- **Aim of the exercise**
Copy the data as given. No line may be skipped.

• • • • • • •

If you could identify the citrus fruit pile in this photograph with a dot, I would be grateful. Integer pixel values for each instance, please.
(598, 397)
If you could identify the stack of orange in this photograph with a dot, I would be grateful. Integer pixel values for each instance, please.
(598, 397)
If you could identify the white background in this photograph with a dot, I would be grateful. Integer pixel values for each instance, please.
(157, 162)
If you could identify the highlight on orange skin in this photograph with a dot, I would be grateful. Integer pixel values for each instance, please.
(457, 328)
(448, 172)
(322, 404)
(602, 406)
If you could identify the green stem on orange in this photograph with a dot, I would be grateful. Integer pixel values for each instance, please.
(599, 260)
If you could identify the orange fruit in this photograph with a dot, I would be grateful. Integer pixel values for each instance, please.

• • • • • • •

- **Solution to the problem**
If you could identify the citrus fruit pile in this photograph with a dot, I would be grateful. Integer pixel values for each instance, please.
(598, 397)
If you could identify the stack of orange in this photograph with a dot, I would be grateful. Integer pixel values for each instance, please.
(598, 397)
If you could identify the white background in this photograph with a dot, I would be grateful. Integer pixel values for each instance, please.
(157, 162)
If you could identify the highlight on orange skin in this photograph with a dot, I would be grateful. Integer pixel values for each instance, please.
(457, 328)
(448, 172)
(322, 404)
(602, 406)
If you could identify the green stem on orange in this photograph with a dot, I would be grateful. Integer pixel values for each instance, please.
(599, 260)
If you could identify the orange fruit in this photograph with a dot, I would be grateful. Integer pixel values for each instance, please.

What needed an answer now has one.